■ **WORK INSTRUCTIONS**: From the jsonl-db page, extract verbatim the part that opens with the words containing "function serializer(key: string, value: any)" and closes with "throw an error.".

■ **EXTRACT**:
Skip to content

AlCalzone/jsonl-db

Repository files navigation

jsonl-db

Simple JSONL-based key-value store. Uses an append-only file to store the data. With support for database dumps and compressing the db file.

Build Status

node npm

Usage

Load the module:

import { DB } from "@alcalzone/jsonl-db";

Open or create a database file and use it like a Map

// Open
const db = new DB("/path/to/file");
await db.open();
// db.isOpen is now true

// and use it
db.set("key", value);
db.delete("key");
db.clear();
if (db.has("key")) {
	result = db.get("key");
}
// ...forEach, keys(), entries(), values(), ...

Handling invalid data

If corrupt data is encountered while opening the DB, the call to open() will be rejected. If this is to be expected, use the options parameter on the constructor to turn on forgiving behavior:

const db = new DB("/path/to/file", { ignoreReadErrors: true });
await db.open();

Warning: This may result in inconsistent data since invalid lines are silently ignored.

Support custom objects/values

You can optionally transform the parsed values by passing a reviver function. This allows storing non-primitive objects in the database if those can be transformed to JSON (e.g. by overwriting the toJSON method). To control the transformation values before they are saved to the database, use the serializer function. This is necessary for Maps, Sets, WeakMaps and WeakSets.

function reviver(key: string, serializedValue: any) {
	// MUST return a value. If you don't want to transform `serializedValue`, return it.
}

function serializer(key: string, value: any) {
	// MUST return a value. If you don't want to transform `value`, return it.
}

const db = new DB("/path/to/file", { reviver, serializer });
await db.open();

Closing the database

Data written to the DB is persisted asynchronously. Be sure to call close() when you no longer need the database in order to flush all pending writes and close all files:

await db.close();

Now, db.isOpen is false. While the db is not open, any calls that access the data will throw an error.

Controlling file system access

By default, the database immediately writes to the database file. You can throttle the write accesses using the throttleFS constructor option. Be aware that buffered data will be lost in case the process crashes.

const db = new DB("/path/to/file", { throttleFS: { /* throttle options */ } });

The following options exist:

Option Default Description
intervalMs 0 Write to the database file no more than every intervalMs milliseconds.
maxBufferedCommands +Infinity Force a write after maxBufferedCommands have been buffered. This reduces memory consumption and data loss in case of a crash.

■ **STORED RECORDS**:

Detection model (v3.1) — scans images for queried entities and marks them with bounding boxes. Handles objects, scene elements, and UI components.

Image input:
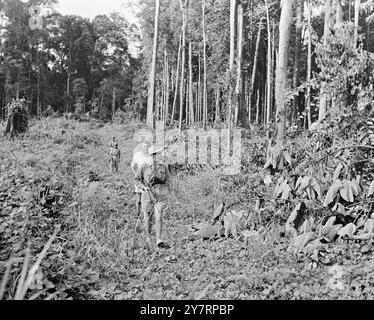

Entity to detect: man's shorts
[141,184,169,213]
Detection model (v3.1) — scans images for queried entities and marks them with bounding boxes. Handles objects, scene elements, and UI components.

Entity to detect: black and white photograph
[0,0,374,304]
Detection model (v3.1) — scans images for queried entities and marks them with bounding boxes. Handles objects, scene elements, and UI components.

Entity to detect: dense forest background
[0,0,374,300]
[0,0,374,134]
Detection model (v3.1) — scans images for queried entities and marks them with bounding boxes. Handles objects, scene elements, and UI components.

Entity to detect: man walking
[109,137,121,173]
[135,146,170,248]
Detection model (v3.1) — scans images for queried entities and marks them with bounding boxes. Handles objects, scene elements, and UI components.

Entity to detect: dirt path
[1,120,373,299]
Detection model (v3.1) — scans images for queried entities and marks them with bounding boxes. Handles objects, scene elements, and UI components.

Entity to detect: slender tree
[275,0,294,141]
[318,0,332,122]
[199,0,208,129]
[248,19,262,122]
[147,0,160,129]
[353,0,361,47]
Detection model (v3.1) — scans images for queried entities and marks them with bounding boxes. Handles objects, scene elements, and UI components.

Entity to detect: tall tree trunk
[202,0,208,129]
[112,87,116,121]
[235,4,249,128]
[171,34,182,121]
[335,0,343,24]
[179,0,188,131]
[188,42,195,125]
[306,0,312,128]
[147,0,160,129]
[248,19,262,123]
[215,85,221,123]
[265,0,272,126]
[185,79,190,126]
[227,0,237,146]
[318,0,332,122]
[275,0,294,142]
[256,88,260,124]
[164,52,170,124]
[196,52,203,122]
[353,0,361,47]
[290,0,304,123]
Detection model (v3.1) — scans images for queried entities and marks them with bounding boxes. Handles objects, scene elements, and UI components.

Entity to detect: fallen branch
[316,145,374,162]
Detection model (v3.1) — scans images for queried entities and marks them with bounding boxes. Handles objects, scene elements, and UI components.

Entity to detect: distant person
[108,137,121,173]
[131,140,152,217]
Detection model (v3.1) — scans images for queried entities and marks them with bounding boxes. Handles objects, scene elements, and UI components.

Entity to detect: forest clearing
[1,119,373,299]
[0,0,374,300]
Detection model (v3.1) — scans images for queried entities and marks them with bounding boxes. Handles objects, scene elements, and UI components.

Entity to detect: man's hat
[148,145,165,154]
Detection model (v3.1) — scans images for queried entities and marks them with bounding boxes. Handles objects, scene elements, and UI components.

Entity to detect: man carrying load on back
[135,146,170,248]
[131,140,153,217]
[108,137,121,173]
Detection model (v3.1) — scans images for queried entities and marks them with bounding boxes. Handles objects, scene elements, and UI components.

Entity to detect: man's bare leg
[155,202,166,246]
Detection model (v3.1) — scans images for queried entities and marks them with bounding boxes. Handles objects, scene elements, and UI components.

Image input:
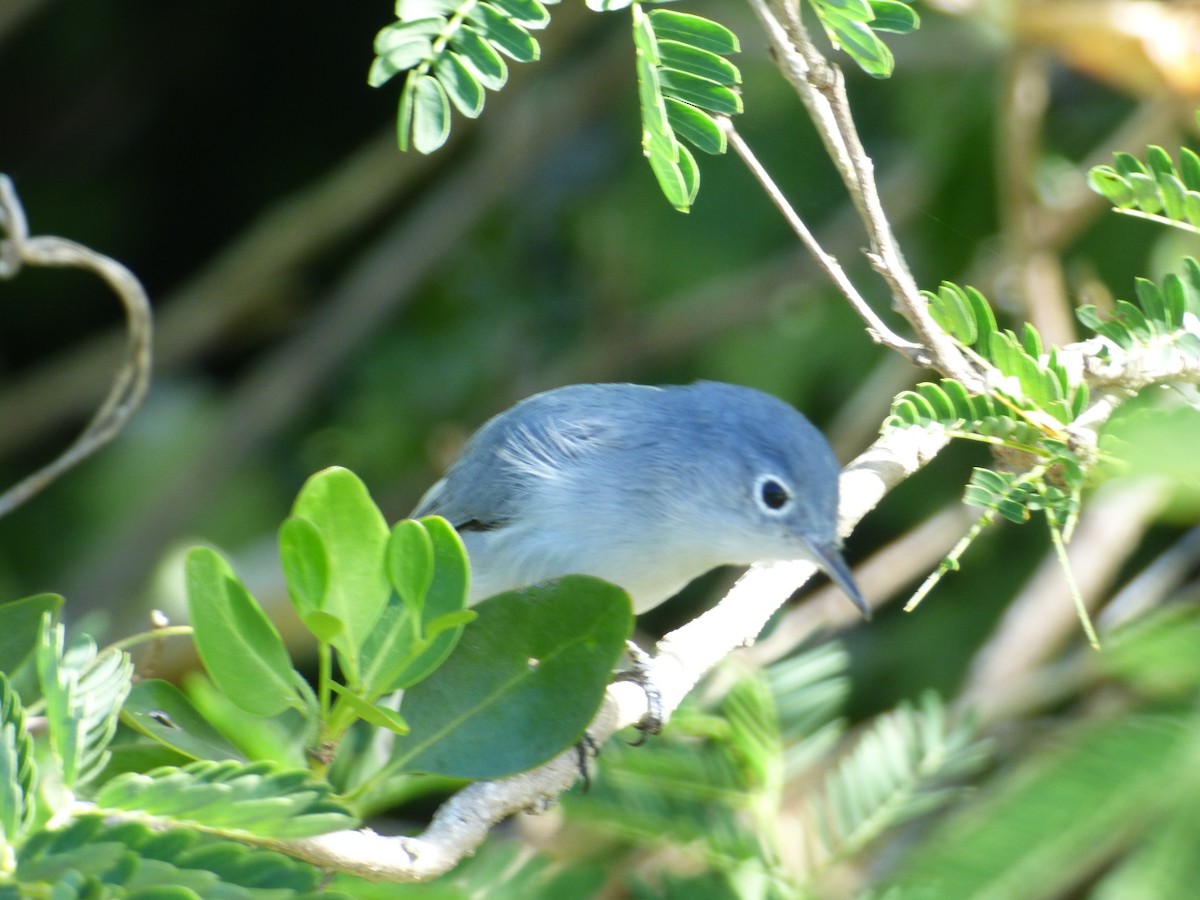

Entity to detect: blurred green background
[0,0,1190,739]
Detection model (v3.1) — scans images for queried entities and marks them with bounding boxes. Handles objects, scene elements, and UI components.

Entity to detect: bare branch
[718,116,931,365]
[749,0,982,389]
[0,175,152,516]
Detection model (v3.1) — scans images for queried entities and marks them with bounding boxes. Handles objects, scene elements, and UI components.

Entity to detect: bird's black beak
[806,541,871,622]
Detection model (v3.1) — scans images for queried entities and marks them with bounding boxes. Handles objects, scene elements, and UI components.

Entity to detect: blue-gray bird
[413,382,870,617]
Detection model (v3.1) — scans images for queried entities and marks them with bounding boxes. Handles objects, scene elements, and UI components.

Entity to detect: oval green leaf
[292,472,388,678]
[0,594,62,674]
[664,97,726,155]
[450,25,509,91]
[388,518,433,617]
[433,50,484,119]
[280,516,329,619]
[467,4,541,62]
[392,576,634,779]
[656,41,742,86]
[412,74,450,154]
[185,547,300,716]
[659,68,742,115]
[122,678,245,761]
[648,10,742,55]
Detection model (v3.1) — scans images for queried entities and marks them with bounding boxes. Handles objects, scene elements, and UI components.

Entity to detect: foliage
[1087,121,1200,234]
[883,264,1200,647]
[367,0,920,212]
[0,468,632,898]
[568,643,986,896]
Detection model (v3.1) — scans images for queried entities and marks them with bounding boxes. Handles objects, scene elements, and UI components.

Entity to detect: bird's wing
[412,391,623,530]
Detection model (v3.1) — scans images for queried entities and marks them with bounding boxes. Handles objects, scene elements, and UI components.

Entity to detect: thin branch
[0,175,152,516]
[718,116,931,365]
[749,0,983,389]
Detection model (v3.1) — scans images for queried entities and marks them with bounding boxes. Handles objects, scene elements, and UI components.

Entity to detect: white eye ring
[754,475,793,516]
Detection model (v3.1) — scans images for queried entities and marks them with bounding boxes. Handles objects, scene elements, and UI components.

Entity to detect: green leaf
[367,37,433,88]
[1134,278,1166,330]
[487,0,550,29]
[1114,300,1154,341]
[817,6,895,78]
[396,72,417,152]
[37,612,133,787]
[656,40,742,86]
[647,10,742,55]
[649,143,700,212]
[410,74,450,154]
[1180,146,1200,191]
[0,594,62,674]
[124,678,245,760]
[1112,150,1150,178]
[812,0,875,22]
[14,816,331,900]
[1128,173,1163,215]
[1180,257,1200,314]
[1163,272,1188,331]
[280,516,329,622]
[388,518,433,618]
[922,282,979,347]
[1021,322,1043,359]
[450,25,509,91]
[1183,191,1200,226]
[664,97,726,155]
[892,713,1198,898]
[0,672,37,847]
[1087,166,1136,209]
[659,68,742,115]
[329,682,408,734]
[1146,144,1175,176]
[806,692,988,857]
[433,50,484,119]
[1158,174,1187,222]
[185,547,300,716]
[392,576,634,779]
[870,0,920,35]
[96,760,356,839]
[467,4,541,62]
[292,465,388,682]
[374,16,446,56]
[362,516,474,697]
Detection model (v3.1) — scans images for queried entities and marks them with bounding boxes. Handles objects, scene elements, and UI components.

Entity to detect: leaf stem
[716,116,924,364]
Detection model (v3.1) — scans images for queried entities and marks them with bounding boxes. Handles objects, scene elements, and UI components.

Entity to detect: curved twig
[0,175,152,516]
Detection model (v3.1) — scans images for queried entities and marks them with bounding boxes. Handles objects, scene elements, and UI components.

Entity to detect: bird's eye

■ **SOLUTION BELOW**:
function serializer(key: string, value: any) {
	// MUST return a value. If you don't want to transform `value`, return it.
}

const db = new DB("/path/to/file", { reviver, serializer });
await db.open();

Closing the database

Data written to the DB is persisted asynchronously. Be sure to call close() when you no longer need the database in order to flush all pending writes and close all files:

await db.close();

Now, db.isOpen is false. While the db is not open, any calls that access the data will throw an error.